TEXT EXCERPT:
>>

I'm using the Crank-Nicolson finite difference scheme to solve a 1D heat equation. I'm wondering if the maximum/minimum principle of the heat equation (i.e. that the maximum/minimum occurs at the initial condition or on the boundaries) also holds for the discretized solution.

This is probably implied by the fact that Crank-Nicolson is a stable and convergent scheme. But it seems that you might be able to prove this directly via a linear algebra argument using the matrices created from the Crank-Nicolson stencil.

I'd appreciate any pointers to literature on this. Thanks.

  • $\begingroup$ Hi foobarbaz, and welcome to scicomp! I assume your that the problem you're solving has no source terms, correct? $\endgroup$
    – Paul
    May 10, 2013 at 20:40

2 Answers 2


The maximum principle for Crank-Nicolson will hold if $$\mu \doteq \frac{k}{h^2} \leq 1$$ for timestep $k$ and grid spacing $h$. In general, we can consider a $\theta$-scheme of the form $$u^{n+1} = u^n + \frac{\mu}{2}\left( (1-\theta)Au^n + \theta Au^{n+1}\right)$$ where $A$ is the standard Laplacian matrix and $0 \leq \theta \leq 1$. If $\mu(1-2\theta) \leq \frac{1}{2}$, then the scheme is stable. (This can easily be shown by Fourier techniques.) However, the stronger criterion that $\mu(1-\theta) \leq \frac{1}{2}$ is needed for the maximum principle to hold in general.

For a proof, see Numerical Solutions of Partial Differential Equations by K. W. Morton. In particular, look at Sections 2.10 and 2.11 and Theorem 2.2.

There's also a nice way to see that the maximum principle will not hold in general for Crank-Nicolson without a constraint on $\mu$.

<<

SOURCE DATA:
>>

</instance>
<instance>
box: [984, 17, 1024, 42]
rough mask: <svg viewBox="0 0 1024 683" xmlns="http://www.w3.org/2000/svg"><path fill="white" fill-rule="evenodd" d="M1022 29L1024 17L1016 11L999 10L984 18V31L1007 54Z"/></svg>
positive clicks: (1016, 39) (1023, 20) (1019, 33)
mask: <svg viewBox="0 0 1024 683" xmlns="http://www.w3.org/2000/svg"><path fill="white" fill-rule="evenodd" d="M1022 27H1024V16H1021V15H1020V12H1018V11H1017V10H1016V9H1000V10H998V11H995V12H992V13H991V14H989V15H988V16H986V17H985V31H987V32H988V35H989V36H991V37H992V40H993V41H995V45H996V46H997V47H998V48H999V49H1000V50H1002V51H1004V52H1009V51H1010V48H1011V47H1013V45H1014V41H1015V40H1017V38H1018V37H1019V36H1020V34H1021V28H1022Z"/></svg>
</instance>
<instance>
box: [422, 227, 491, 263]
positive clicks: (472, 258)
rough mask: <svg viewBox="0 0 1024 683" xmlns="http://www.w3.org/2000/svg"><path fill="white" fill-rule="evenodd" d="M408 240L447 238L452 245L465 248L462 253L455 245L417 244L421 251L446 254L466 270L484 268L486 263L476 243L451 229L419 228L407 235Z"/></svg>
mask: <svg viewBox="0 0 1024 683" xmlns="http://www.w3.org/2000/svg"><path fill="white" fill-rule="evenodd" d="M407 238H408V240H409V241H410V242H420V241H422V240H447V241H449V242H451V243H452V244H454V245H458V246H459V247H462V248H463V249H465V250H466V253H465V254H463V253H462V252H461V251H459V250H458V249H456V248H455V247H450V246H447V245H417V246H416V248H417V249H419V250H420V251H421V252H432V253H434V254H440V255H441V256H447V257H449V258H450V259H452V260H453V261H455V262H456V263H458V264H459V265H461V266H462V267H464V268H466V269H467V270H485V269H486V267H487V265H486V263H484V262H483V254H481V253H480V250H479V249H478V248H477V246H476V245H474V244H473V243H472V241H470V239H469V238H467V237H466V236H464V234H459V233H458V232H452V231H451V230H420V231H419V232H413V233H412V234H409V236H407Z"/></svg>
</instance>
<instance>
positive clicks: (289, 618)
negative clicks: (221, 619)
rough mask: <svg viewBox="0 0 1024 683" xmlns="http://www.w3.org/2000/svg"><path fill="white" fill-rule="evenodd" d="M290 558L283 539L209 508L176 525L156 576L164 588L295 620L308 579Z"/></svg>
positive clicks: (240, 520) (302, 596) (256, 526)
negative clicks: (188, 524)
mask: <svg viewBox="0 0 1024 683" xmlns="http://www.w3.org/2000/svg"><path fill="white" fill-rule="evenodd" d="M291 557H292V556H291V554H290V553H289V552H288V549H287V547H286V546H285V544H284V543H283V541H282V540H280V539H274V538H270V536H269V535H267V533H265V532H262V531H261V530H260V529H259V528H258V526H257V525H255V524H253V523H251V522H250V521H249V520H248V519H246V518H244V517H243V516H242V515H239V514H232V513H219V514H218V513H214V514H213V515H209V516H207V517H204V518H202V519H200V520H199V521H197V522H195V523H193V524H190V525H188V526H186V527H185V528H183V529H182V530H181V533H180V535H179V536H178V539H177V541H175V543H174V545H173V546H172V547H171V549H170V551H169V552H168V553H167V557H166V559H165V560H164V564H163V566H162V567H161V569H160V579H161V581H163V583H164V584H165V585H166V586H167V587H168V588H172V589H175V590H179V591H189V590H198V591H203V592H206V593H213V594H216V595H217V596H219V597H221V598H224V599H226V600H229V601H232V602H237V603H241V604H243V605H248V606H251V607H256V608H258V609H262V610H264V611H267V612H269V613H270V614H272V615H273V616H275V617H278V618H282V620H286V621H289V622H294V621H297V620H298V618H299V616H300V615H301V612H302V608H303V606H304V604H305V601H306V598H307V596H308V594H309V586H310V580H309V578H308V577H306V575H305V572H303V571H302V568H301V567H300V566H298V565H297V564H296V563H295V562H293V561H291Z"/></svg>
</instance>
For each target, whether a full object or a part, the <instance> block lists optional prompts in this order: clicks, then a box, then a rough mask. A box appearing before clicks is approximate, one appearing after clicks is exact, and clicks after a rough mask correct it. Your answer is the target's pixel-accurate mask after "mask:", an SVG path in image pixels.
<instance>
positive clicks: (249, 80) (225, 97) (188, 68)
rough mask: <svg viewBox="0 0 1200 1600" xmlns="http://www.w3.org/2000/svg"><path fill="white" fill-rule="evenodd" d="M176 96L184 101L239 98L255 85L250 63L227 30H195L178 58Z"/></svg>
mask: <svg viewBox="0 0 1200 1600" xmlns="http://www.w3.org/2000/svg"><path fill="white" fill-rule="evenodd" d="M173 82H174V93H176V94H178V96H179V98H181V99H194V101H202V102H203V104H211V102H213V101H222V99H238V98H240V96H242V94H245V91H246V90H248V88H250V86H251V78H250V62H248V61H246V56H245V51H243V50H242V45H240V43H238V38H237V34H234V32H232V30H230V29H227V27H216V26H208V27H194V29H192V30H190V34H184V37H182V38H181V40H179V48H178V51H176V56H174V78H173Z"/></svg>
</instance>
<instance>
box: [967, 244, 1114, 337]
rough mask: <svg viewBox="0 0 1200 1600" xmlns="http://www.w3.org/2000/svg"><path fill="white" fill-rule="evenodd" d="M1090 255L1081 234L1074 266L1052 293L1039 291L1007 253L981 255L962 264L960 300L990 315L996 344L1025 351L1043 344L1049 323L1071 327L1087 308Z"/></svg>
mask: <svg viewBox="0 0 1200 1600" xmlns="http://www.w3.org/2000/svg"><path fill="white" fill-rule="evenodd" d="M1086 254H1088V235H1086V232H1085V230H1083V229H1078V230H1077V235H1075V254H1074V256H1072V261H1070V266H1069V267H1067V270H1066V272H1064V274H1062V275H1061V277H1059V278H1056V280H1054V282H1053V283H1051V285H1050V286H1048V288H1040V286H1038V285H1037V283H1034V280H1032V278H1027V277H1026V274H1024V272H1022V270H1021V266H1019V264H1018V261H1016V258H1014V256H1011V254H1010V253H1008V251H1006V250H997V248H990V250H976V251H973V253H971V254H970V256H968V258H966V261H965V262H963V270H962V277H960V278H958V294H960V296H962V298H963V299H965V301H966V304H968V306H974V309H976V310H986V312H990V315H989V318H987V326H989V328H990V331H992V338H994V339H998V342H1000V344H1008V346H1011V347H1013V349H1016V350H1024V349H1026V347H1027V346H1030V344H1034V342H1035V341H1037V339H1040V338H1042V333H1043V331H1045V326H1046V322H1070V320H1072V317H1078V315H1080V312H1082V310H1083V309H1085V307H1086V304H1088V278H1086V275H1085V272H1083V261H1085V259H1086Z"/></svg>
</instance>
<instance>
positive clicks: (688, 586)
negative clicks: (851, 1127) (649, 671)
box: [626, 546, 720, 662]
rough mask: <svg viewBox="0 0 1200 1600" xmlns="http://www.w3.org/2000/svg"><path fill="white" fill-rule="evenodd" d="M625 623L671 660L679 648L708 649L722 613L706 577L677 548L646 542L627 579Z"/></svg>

<<

Please rewrite the Crank-Nicolson thread starting with "For a proof, see" and going on through "and Theorem 2.2.", swapping "Sections" for "Chapters".

ANSWER BOX:
For a proof, see Numerical Solutions of Partial Differential Equations by K. W. Morton. In particular, look at Chapters 2.10 and 2.11 and Theorem 2.2.